- Genre: Romance Youth show
- Written by: Shahid Nadeem
- Directed by: Kashif Nisar
- Starring: Sajal Aly Agha Ali Yumna Zaidi
- Opening theme: Main Kis Se Kahoon
- Country of origin: Pakistan
- Original language: Urdu
- No. of seasons: 1
- No. of episodes: 16

Production
- Production location: Karachi
- Editor: Arbab Khan
- Camera setup: Multi-camera
- Running time: Approx. 40-45 minutes

Original release
- Network: PTV Home
- Release: 7 December 2014 – 22 March 2015

= Kis Se Kahoon =

2014 Pakistani television series

Kis Se Kahoon (Urdu:کس سے کہوں), also known as Kis Se Kahoon - Ek Kahani Unsuni is a 2014 youth-based Pakistani television series that aired on PTV Home. The series was written by Shahid Nadeem, directed by Kashif Nisar and produced by Pakistan Television Corporation in collaboration with Communications Research Strategies. It stars an ensemble cast of Sajal Aly, Agha Ali, Yumna Zaidi, Essa Chaudhary and Seemi Raheel with a special appearance by Samina Ahmad. It was aired on PTV Home every Sunday from 2014 to 2015.

§ **GIVEN PROBLEM 1**:
According to the page on Kis Se Kahoon, which network aired the series?

§ **DATASET RECORDS**:
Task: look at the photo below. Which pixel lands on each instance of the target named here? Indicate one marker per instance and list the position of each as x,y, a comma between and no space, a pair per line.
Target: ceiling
...
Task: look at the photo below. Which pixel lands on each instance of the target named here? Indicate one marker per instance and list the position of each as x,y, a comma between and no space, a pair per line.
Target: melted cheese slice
--
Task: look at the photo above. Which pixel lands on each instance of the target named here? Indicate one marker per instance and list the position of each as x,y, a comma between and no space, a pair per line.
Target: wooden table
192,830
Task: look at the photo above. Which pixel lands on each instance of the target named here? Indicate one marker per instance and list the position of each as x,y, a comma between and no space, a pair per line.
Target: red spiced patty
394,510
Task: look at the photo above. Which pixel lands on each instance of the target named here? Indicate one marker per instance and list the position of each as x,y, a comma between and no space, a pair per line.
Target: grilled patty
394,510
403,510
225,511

§ **GIVEN PROBLEM 2**:
List every line in the records that contains the word "patty". Case counts.

§ **EXERCISE RESULT 1**:
PTV Home

§ **EXERCISE RESULT 2**:
Target: red spiced patty
Target: grilled patty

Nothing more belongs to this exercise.